What to produce -> This exercise calls for the line with "negative clicks: (94, 205)", the line with "positive clicks: (384, 194) (421, 145)", and all lines between them in the material below, output exactly and with no other lines.

==== Material for this task ====

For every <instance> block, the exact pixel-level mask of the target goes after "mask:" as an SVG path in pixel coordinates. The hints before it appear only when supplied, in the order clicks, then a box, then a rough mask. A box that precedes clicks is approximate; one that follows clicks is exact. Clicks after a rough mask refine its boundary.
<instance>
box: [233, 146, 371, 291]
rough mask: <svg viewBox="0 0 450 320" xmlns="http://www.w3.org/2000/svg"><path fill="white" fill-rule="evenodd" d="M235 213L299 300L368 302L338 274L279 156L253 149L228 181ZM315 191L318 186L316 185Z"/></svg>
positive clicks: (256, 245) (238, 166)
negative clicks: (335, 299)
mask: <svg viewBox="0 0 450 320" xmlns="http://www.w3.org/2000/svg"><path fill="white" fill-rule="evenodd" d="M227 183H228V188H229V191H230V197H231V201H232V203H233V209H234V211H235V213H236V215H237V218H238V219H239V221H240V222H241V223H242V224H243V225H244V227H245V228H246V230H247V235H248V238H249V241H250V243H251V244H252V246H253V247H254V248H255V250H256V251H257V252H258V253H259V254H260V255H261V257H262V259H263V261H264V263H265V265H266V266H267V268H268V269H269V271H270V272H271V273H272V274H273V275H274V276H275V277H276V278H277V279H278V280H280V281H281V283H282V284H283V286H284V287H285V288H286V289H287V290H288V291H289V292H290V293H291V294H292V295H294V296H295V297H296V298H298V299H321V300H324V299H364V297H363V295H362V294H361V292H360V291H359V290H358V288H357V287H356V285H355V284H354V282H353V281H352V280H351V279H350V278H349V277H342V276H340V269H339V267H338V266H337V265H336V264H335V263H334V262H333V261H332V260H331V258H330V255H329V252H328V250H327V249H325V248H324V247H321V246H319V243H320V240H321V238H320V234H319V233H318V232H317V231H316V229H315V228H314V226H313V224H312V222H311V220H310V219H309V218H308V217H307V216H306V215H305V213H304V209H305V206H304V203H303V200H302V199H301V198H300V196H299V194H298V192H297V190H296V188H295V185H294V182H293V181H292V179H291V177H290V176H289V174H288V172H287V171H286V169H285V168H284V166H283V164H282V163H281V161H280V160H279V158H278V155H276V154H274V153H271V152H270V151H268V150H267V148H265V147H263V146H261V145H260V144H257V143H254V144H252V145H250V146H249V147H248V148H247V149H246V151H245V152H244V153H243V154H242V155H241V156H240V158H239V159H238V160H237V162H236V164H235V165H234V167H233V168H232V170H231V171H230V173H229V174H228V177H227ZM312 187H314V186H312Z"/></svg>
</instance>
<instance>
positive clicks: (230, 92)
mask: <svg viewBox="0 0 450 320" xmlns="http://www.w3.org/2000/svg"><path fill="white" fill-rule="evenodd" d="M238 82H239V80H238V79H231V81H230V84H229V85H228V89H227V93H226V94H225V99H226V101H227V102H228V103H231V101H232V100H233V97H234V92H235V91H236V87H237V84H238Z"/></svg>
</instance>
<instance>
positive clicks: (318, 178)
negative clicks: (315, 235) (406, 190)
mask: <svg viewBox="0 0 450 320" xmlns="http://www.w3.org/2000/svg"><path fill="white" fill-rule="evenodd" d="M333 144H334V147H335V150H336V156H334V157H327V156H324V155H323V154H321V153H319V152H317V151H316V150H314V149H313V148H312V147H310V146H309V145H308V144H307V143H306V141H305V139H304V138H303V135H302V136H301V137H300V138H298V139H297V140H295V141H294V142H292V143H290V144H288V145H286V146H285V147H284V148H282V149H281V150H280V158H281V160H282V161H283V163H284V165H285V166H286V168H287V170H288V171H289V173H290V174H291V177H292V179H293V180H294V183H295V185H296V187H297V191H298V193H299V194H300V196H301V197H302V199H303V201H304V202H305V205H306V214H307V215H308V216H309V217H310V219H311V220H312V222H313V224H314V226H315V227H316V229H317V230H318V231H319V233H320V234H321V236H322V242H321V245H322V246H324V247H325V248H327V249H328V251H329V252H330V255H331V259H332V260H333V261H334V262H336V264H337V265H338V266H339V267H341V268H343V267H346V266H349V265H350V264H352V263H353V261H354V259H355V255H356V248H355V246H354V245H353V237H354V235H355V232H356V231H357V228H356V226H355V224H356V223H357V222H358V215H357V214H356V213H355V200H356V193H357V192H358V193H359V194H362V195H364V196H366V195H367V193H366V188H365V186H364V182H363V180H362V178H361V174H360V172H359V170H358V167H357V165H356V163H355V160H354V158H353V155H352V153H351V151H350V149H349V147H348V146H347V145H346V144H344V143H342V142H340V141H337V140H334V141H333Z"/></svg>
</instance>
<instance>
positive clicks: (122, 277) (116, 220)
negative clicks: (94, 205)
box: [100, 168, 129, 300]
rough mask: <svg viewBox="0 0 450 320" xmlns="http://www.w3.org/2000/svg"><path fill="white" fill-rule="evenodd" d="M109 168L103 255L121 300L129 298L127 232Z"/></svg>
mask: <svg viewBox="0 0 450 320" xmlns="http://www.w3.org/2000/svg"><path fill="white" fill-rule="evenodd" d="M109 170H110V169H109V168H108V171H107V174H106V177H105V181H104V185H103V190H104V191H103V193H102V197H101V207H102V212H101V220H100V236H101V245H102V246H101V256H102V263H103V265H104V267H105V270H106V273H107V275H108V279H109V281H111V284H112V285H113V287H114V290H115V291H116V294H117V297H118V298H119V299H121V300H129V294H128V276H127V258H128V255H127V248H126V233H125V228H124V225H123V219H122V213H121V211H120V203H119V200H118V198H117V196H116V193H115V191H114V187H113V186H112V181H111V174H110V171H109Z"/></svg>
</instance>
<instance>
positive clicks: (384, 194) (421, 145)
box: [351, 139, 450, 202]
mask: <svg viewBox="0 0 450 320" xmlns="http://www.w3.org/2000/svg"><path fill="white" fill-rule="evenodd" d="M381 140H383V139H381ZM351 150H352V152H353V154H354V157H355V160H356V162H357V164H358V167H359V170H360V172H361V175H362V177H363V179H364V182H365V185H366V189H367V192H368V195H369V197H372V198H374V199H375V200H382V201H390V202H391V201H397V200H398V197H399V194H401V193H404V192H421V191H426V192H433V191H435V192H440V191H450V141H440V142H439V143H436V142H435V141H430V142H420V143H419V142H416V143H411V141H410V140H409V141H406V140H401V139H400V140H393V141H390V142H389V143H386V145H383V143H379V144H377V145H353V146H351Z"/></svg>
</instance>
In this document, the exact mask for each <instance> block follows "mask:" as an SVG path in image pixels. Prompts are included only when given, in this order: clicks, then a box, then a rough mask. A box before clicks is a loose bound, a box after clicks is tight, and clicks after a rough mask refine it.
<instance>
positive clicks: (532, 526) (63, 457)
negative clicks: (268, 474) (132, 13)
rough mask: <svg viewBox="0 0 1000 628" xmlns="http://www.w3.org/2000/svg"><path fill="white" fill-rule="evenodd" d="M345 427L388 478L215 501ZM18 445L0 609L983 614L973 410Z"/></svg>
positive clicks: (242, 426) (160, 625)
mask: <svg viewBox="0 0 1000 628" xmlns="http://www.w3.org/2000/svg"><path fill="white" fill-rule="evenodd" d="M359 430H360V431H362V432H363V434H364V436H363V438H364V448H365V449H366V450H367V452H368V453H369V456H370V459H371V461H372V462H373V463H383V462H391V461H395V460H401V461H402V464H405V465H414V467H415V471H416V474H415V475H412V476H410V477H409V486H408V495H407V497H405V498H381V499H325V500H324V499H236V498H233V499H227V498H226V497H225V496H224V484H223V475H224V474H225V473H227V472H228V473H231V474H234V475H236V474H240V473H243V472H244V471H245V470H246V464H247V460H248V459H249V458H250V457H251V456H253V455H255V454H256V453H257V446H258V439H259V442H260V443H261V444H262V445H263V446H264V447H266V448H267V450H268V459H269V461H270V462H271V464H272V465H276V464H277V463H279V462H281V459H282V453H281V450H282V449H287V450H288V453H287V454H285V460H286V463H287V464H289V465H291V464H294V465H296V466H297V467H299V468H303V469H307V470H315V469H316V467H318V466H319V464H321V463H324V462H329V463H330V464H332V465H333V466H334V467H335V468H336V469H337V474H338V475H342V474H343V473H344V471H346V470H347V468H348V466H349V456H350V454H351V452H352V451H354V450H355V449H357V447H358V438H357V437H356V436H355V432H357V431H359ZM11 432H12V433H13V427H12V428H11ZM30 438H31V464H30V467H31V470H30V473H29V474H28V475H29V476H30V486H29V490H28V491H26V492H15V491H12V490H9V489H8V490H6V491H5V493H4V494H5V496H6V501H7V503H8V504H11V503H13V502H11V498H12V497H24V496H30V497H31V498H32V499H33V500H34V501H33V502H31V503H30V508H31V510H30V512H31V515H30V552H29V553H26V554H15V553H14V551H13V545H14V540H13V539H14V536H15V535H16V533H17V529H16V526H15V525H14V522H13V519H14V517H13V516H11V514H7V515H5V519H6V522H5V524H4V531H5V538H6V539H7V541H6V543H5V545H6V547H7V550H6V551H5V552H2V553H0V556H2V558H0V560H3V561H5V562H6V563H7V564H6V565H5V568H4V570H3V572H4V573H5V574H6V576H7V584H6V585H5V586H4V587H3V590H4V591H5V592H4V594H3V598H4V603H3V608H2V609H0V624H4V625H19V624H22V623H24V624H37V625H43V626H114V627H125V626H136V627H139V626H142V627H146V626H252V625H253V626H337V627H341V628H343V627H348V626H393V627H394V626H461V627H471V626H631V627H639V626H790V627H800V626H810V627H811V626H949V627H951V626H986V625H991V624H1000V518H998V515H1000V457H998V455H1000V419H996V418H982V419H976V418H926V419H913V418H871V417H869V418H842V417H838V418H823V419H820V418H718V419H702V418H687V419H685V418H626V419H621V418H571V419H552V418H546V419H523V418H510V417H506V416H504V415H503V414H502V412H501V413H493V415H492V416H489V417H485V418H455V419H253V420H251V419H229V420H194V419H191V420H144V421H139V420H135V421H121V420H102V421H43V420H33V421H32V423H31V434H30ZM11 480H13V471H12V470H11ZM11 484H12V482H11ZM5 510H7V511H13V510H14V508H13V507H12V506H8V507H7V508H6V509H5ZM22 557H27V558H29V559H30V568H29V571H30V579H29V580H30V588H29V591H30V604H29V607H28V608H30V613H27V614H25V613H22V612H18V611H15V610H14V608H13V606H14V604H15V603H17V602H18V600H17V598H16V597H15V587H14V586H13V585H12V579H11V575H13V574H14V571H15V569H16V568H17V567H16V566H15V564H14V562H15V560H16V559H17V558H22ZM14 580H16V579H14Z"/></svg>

====

Solution ->
negative clicks: (94, 205)
box: [100, 168, 129, 300]
rough mask: <svg viewBox="0 0 450 320" xmlns="http://www.w3.org/2000/svg"><path fill="white" fill-rule="evenodd" d="M109 168L103 255L121 300L129 298L127 232Z"/></svg>
mask: <svg viewBox="0 0 450 320" xmlns="http://www.w3.org/2000/svg"><path fill="white" fill-rule="evenodd" d="M109 170H110V169H109V168H108V171H107V174H106V177H105V181H104V185H103V190H104V191H103V193H102V197H101V207H102V212H101V220H100V236H101V245H102V246H101V256H102V263H103V265H104V267H105V270H106V273H107V275H108V279H109V281H111V284H112V285H113V287H114V290H115V291H116V294H117V297H118V298H119V299H121V300H129V294H128V276H127V258H128V255H127V248H126V233H125V228H124V225H123V219H122V213H121V211H120V203H119V200H118V198H117V196H116V193H115V191H114V187H113V186H112V181H111V174H110V171H109Z"/></svg>
</instance>
<instance>
positive clicks: (384, 194) (421, 145)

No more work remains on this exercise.